━━━━━ Records shown ━━━━━
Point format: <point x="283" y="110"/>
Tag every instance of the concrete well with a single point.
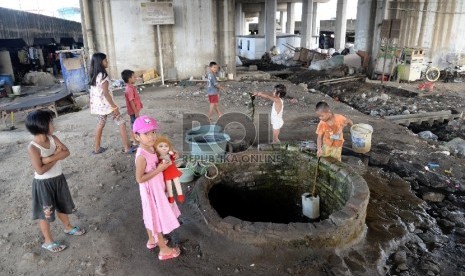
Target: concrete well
<point x="237" y="204"/>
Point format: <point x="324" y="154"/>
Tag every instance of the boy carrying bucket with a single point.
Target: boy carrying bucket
<point x="330" y="137"/>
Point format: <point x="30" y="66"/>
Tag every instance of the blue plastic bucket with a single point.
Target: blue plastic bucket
<point x="210" y="147"/>
<point x="7" y="80"/>
<point x="203" y="130"/>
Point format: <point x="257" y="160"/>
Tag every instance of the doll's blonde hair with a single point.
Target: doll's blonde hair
<point x="163" y="139"/>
━━━━━
• _What to do_
Rewrite every item with "single point" swapped for "one point", keeping everything else the same and omitting the pictures.

• _Final result_
Point format: <point x="283" y="110"/>
Tag every instance of the concrete well with a one point.
Target: concrete well
<point x="237" y="204"/>
Point format: <point x="324" y="154"/>
Tag every instance of the boy carrying bucket with a one point.
Target: boy carrying bucket
<point x="330" y="137"/>
Point format: <point x="30" y="66"/>
Tag every instance of the blue plastic bucket with a one point.
Target: blue plastic bucket
<point x="210" y="147"/>
<point x="7" y="80"/>
<point x="203" y="130"/>
Point format: <point x="257" y="160"/>
Tag every instance of the doll's blonde hair with a one point.
Target: doll's blonde hair
<point x="163" y="139"/>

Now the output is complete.